> Stated task
Write out every entry exactly as it stands.
#####
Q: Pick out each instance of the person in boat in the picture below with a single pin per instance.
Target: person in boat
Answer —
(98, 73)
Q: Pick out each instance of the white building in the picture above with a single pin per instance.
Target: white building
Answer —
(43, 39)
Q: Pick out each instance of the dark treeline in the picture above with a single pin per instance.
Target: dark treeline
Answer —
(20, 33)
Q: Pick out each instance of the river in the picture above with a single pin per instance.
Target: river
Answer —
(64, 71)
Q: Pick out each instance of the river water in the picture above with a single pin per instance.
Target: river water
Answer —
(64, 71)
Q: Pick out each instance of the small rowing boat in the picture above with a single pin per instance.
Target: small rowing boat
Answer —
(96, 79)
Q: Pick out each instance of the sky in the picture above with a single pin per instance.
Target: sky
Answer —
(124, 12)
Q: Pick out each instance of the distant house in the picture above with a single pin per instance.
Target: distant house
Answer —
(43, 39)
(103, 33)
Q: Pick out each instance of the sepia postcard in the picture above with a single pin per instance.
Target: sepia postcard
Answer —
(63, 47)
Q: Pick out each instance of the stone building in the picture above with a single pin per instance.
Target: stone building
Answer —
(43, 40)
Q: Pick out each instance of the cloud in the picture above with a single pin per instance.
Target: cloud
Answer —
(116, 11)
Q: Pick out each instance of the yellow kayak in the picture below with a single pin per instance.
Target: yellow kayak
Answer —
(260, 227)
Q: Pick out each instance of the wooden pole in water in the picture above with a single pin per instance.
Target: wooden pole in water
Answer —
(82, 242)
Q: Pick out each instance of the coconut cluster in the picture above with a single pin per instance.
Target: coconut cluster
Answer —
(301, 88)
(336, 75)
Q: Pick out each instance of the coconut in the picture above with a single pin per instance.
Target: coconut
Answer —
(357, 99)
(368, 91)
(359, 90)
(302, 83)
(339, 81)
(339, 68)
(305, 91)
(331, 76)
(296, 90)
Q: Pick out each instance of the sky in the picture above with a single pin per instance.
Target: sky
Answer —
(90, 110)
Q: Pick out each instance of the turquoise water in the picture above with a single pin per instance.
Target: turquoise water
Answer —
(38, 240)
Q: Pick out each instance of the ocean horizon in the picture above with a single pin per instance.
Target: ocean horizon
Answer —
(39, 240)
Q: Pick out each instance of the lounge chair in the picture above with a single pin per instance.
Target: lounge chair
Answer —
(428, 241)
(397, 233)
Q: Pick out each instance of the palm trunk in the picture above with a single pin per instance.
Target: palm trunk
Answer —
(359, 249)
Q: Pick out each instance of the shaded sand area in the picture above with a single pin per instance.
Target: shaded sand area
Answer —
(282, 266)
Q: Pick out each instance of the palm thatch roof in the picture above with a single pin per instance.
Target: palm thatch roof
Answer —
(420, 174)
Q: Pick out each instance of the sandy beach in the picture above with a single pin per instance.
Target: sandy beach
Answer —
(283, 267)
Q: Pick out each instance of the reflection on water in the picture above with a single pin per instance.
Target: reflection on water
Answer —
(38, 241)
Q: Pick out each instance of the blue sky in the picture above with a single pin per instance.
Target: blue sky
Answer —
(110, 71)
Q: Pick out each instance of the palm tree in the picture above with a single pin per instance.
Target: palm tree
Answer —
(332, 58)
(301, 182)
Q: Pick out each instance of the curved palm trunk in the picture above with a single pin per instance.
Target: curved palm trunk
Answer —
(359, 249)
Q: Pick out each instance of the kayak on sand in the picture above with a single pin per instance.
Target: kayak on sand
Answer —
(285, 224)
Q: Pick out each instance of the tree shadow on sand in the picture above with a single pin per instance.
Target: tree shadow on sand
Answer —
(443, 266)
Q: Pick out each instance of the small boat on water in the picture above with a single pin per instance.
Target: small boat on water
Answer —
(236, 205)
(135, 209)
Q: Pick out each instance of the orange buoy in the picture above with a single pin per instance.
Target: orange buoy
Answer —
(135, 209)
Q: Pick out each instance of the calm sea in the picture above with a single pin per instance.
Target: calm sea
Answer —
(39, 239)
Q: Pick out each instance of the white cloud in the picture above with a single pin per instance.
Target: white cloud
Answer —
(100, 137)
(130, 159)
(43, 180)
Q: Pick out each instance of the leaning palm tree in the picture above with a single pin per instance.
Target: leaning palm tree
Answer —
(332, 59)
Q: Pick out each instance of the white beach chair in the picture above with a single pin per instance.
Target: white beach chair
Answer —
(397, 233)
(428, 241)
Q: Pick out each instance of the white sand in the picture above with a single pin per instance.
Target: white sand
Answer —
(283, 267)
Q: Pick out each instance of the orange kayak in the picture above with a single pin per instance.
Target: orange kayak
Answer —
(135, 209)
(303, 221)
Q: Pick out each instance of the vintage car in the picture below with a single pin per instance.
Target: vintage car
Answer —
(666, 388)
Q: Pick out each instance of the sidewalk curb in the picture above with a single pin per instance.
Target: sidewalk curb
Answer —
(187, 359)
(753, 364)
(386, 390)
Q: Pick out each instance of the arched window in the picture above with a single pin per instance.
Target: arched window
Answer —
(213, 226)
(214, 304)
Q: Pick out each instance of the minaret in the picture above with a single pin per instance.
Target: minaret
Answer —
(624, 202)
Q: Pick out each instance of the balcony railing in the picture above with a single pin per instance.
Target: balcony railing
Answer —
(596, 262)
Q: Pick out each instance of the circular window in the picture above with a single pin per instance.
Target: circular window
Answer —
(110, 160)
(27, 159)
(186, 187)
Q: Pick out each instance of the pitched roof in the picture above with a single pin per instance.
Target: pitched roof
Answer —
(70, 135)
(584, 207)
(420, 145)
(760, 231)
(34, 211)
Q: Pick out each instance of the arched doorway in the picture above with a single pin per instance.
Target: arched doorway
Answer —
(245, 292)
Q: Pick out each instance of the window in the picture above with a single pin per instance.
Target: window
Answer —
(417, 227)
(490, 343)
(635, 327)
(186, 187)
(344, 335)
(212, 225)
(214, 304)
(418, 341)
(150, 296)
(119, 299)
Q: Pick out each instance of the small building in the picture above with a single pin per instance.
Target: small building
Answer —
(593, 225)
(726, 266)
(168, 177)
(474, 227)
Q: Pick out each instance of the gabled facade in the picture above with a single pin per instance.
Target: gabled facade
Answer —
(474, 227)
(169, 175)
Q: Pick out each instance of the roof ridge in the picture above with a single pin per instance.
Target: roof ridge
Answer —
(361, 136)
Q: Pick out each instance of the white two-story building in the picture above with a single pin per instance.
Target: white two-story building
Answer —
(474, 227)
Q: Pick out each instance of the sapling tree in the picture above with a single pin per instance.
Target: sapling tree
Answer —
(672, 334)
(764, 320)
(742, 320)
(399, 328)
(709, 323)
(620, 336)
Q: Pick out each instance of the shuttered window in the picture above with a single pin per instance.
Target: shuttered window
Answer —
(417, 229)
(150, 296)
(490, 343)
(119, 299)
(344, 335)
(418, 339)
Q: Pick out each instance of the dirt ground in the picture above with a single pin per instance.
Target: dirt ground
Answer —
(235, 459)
#####
> Reply to the exercise
Q: Pick out each instance of the person in boat in the picture below with a single pin per instance.
Target: person in boat
Answer —
(98, 73)
Q: Pick out each instance of the white building in the picture above with a single pin per instance.
Target: white building
Answer —
(43, 39)
Q: Pick out each instance of the dark treeline in the picture above with a single pin per instance.
Target: dark treeline
Answer —
(20, 33)
Q: Pick out each instance of the river in the picture above with a single pin per instance.
Target: river
Answer —
(64, 71)
Q: Pick out each instance of the river water in the picture above with a single pin per instance.
Target: river water
Answer —
(64, 71)
Q: Pick out each instance of the small rowing boat in the picture above with a single pin per instance.
Target: small rowing boat
Answer —
(96, 79)
Q: Pick out each instance of the sky in the picture above with a single pin per instance.
Target: sky
Answer —
(124, 12)
Q: Pick out each instance of the distant house in the picture above with a single pin per instance.
Target: distant house
Answer —
(43, 39)
(103, 33)
Q: Pick out each instance of the sepia postcard in the picture above with a single pin per instance.
Target: sepia postcard
Answer —
(63, 47)
Q: Pick out each instance of the stone building in the picture above with a single pin per instance.
Target: stone building
Answer —
(43, 40)
Q: Pick out each instance of the cloud in the picture above with a single pin per instance.
Target: cloud
Answer —
(116, 11)
Q: Pick out each instance of the yellow kayak in the picture below with a single pin per instance.
Target: yellow kayak
Answer —
(260, 227)
Q: Pick out each instance of the wooden pole in water in the picture above with a single pin per instance.
Target: wooden pole in water
Answer —
(82, 242)
Q: Pick out each instance of the coconut cluster in the picture above with a single pin per instance.
Target: coconut cluster
Answer —
(301, 88)
(336, 75)
Q: Pick out each instance of the coconut in the picture above with a single pin per instance.
Target: coconut
Answer —
(357, 99)
(368, 91)
(359, 90)
(302, 83)
(339, 81)
(339, 68)
(305, 91)
(331, 76)
(296, 90)
Q: Pick out each instance of the sky in the picture above with a single pin per instance.
Target: sky
Answer —
(90, 110)
Q: Pick out each instance of the turquoise water in the picture above with a single pin per instance.
Target: turquoise water
Answer —
(38, 240)
Q: Pick out each instance of the ocean horizon in the picture above with a single pin per instance.
Target: ocean horizon
Answer —
(39, 240)
Q: Pick out each instance of the lounge chair in the picture above with a single pin per instance.
Target: lounge chair
Answer —
(428, 241)
(397, 233)
Q: Pick out each instance of the palm trunk in the picture above with a single pin per instance.
Target: palm trunk
Answer —
(359, 249)
Q: Pick out each instance of the shaded sand area in the picture above with a single pin per instance.
Target: shaded sand area
Answer —
(282, 266)
Q: Pick out each instance of the palm thatch roof in the picture above with a single pin per instance.
Target: palm thatch roof
Answer —
(420, 174)
Q: Pick out each instance of the sandy beach in the picture above with a single pin per instance.
Target: sandy beach
Answer —
(283, 267)
Q: Pick out each instance of the reflection on water in the picture above with a single pin per instance.
Target: reflection on water
Answer —
(38, 241)
Q: Pick out each instance of the blue sky in the picture above with a single pin per instance.
Target: blue sky
Answer —
(110, 71)
Q: Pick out each instance of the palm tree in the picture above with a single pin per instance.
Target: palm tree
Answer —
(332, 58)
(301, 182)
Q: Pick out each instance of the curved palm trunk in the picture above with a single pin per instance.
Target: curved palm trunk
Answer —
(359, 249)
Q: Pick out each instance of the kayak on sand in the picture above with a single pin per instance.
Target: kayak on sand
Answer —
(285, 224)
Q: Pick out each instance of the tree shadow on sand in the picture above with a single pin per instance.
Target: tree shadow on sand
Answer —
(443, 266)
Q: Pick out each instance of the small boat on water in the picture above with a single pin per instance.
Target: small boat on water
Answer —
(236, 205)
(135, 209)
Q: Pick out each instance of the orange buoy in the picture above with a single pin per instance.
Target: orange buoy
Answer —
(135, 209)
Q: Pick out each instance of the calm sea in the picture above with a single pin per instance.
Target: calm sea
Answer —
(39, 239)
Q: Pick out each instance of the white cloud in the picture above with a single pin per instance.
Target: white cloud
Answer —
(100, 137)
(130, 159)
(43, 180)
Q: Pick out each instance of the leaning palm tree in the picture above with a single pin per instance.
Target: leaning palm tree
Answer —
(332, 59)
Q: Pick out each instance of the white beach chair in the picture above with a single pin per instance.
Target: white beach chair
Answer —
(397, 233)
(428, 241)
Q: Pick out each instance of the white sand in the picture above with a single pin per instance.
Target: white sand
Answer —
(283, 267)
Q: Pick out each instance of the orange kayak in the picture above with a single pin per instance.
Target: orange kayak
Answer —
(135, 209)
(303, 221)
Q: Pick out each instance of the vintage car in the picture below with a single pin per instance.
Target: vintage car
Answer —
(666, 388)
Q: Pick out each instance of the sidewalk curb in the picture above with a single pin per instance.
Target: sidewalk curb
Answer —
(187, 359)
(753, 364)
(386, 390)
Q: Pick out each instance of the arched window in the picture above with a single pin per instance.
Target: arched window
Answer —
(213, 226)
(214, 304)
Q: Pick out each instance of the minaret in the picture above with a single pin per instance.
Target: minaret
Answer —
(624, 202)
Q: Pick out each instance of the balcony railing in the picture above with a single pin per instance.
Target: balcony railing
Answer —
(596, 262)
Q: Pick out each instance of the circular window in the picture above with a single pin per instance.
Target: circular window
Answer —
(110, 160)
(27, 159)
(186, 187)
Q: Pick out each instance of the pitched roof in the picture above with a single pin per instance.
Target: pitched roof
Answer —
(70, 135)
(584, 207)
(420, 145)
(760, 231)
(34, 211)
Q: Pick out each instance of the arched doorway in the picture above with a single pin per instance.
Target: arched doorway
Answer —
(245, 292)
Q: Pick out each instance of the window in the picture above with a single pin per instance.
Target: window
Answer —
(417, 227)
(490, 343)
(635, 327)
(186, 187)
(344, 335)
(212, 225)
(214, 304)
(418, 341)
(150, 296)
(119, 299)
Q: Pick out each instance of the small building in the picture above with a single pin per instance.
Target: small building
Answer —
(593, 225)
(726, 266)
(168, 177)
(474, 227)
Q: Pick out each instance of the gabled facade in the picture above with a single pin per instance.
Target: gabled facade
Answer —
(474, 227)
(169, 175)
Q: Pick out each instance of the roof ridge in the picture above with a single pin per instance.
Target: roof ridge
Answer —
(361, 136)
Q: Pick out each instance of the white two-story building in the picture above with a single pin per instance.
Target: white two-story building
Answer —
(474, 227)
Q: Pick out each instance of the sapling tree in the picture above with a single pin per instance.
Target: sapling tree
Answer —
(672, 334)
(764, 320)
(742, 320)
(399, 328)
(709, 323)
(620, 336)
Q: Pick out each instance of the shuttered window in the picture above with a single pin per instance.
Target: shuttered window
Answer —
(417, 229)
(150, 296)
(490, 343)
(119, 299)
(344, 335)
(418, 339)
Q: Pick out each instance of the dirt ground in the picture above with a single pin per instance.
Target: dirt ground
Answer —
(235, 459)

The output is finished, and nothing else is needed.